= EXERCISE DIRECTIONS =
Nothing in the data may be altered; copy it all exactly.

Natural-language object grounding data
=== Begin Enclosure ===

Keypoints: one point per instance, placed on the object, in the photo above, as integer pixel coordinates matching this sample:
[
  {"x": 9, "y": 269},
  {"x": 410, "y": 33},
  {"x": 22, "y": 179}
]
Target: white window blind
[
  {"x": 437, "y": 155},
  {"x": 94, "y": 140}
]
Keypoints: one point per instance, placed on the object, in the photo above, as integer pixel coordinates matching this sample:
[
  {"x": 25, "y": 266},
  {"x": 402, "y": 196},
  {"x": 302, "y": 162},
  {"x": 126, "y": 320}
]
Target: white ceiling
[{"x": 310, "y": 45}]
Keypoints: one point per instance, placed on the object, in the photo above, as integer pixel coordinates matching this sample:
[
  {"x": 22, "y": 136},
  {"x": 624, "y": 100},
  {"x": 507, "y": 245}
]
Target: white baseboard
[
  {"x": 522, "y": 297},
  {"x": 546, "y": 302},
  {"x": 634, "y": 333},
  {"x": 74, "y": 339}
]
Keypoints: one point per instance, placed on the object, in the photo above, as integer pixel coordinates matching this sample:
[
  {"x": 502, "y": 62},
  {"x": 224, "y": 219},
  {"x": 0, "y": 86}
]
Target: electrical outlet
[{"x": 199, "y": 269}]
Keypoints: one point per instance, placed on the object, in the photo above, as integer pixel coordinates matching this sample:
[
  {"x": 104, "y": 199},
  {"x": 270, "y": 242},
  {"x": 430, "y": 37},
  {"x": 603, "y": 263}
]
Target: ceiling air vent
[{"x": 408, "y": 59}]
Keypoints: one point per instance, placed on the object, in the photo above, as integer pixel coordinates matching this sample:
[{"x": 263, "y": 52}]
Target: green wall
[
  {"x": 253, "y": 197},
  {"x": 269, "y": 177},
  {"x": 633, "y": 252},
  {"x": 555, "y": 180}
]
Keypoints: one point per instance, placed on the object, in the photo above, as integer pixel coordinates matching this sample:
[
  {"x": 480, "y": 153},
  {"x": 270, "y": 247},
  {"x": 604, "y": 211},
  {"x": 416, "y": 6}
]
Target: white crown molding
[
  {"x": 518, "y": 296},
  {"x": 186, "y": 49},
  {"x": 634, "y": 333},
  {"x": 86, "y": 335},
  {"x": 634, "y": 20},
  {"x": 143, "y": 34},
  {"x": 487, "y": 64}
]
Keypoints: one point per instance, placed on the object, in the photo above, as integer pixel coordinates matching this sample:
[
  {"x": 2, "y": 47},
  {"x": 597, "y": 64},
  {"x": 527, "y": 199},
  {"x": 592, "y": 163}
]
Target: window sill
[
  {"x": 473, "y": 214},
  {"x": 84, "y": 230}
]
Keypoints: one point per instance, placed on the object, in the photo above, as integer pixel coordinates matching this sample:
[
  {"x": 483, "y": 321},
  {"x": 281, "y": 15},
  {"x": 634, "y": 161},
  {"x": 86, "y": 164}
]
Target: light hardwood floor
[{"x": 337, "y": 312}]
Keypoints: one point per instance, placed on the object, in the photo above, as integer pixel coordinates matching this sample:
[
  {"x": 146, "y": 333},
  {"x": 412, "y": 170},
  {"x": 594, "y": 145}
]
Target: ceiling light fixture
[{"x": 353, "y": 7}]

=== End Enclosure ===

= EXPECTED ANSWER =
Keypoints: one point per instance, placed on the object, in the photo above, as integer pixel coordinates matching this sample:
[
  {"x": 9, "y": 269},
  {"x": 410, "y": 33},
  {"x": 22, "y": 179}
]
Target: white window blind
[
  {"x": 437, "y": 155},
  {"x": 94, "y": 140}
]
Keypoints: one point per instance, placed on the object, in the photo above, as integer pixel coordinates matching this sample:
[
  {"x": 25, "y": 266},
  {"x": 402, "y": 196},
  {"x": 302, "y": 162},
  {"x": 126, "y": 320}
]
Target: white ceiling
[{"x": 310, "y": 45}]
Keypoints: one point per instance, placed on the object, in the photo above, as integer pixel coordinates matching this sample:
[
  {"x": 22, "y": 136},
  {"x": 624, "y": 100},
  {"x": 507, "y": 245}
]
Target: white baseboard
[
  {"x": 522, "y": 297},
  {"x": 546, "y": 302},
  {"x": 634, "y": 333},
  {"x": 74, "y": 339}
]
Keypoints: one point per instance, placed on the object, in the photo above, as integer pixel coordinates matching this sample:
[
  {"x": 502, "y": 62},
  {"x": 224, "y": 219},
  {"x": 0, "y": 86}
]
Target: electrical outlet
[{"x": 199, "y": 269}]
Keypoints: one point per instance, placed on the object, in the photo above, as integer pixel coordinates matching this sample:
[
  {"x": 104, "y": 199},
  {"x": 270, "y": 242},
  {"x": 430, "y": 37},
  {"x": 603, "y": 263}
]
Target: ceiling air vent
[{"x": 408, "y": 59}]
Keypoints: one point per instance, placed on the object, in the photo above, as integer pixel coordinates matching this sample:
[{"x": 263, "y": 52}]
Target: green wall
[
  {"x": 253, "y": 197},
  {"x": 269, "y": 177},
  {"x": 633, "y": 252},
  {"x": 555, "y": 180}
]
Keypoints: one point per instance, placed on the object, in the photo above, as integer pixel coordinates matching this sample:
[
  {"x": 480, "y": 153},
  {"x": 270, "y": 247},
  {"x": 604, "y": 211},
  {"x": 416, "y": 6}
]
Target: white crown molding
[
  {"x": 518, "y": 296},
  {"x": 186, "y": 49},
  {"x": 634, "y": 333},
  {"x": 86, "y": 335},
  {"x": 634, "y": 20},
  {"x": 143, "y": 34},
  {"x": 487, "y": 64}
]
Keypoints: one point per instance, placed on the object, in the photo above, as integer pixel coordinates matching this sample:
[
  {"x": 2, "y": 47},
  {"x": 597, "y": 64},
  {"x": 527, "y": 199},
  {"x": 592, "y": 163}
]
Target: window sill
[
  {"x": 473, "y": 214},
  {"x": 84, "y": 230}
]
Keypoints: one point per instance, placed on the object, in the photo above, as integer pixel coordinates matching this sample:
[
  {"x": 483, "y": 321},
  {"x": 281, "y": 15},
  {"x": 634, "y": 161},
  {"x": 86, "y": 164}
]
Target: light hardwood floor
[{"x": 337, "y": 312}]
Keypoints: one point per instance, placed on the object, in the photo above, as integer pixel coordinates matching this sample:
[
  {"x": 146, "y": 333},
  {"x": 412, "y": 170},
  {"x": 594, "y": 145}
]
Target: ceiling light fixture
[{"x": 353, "y": 7}]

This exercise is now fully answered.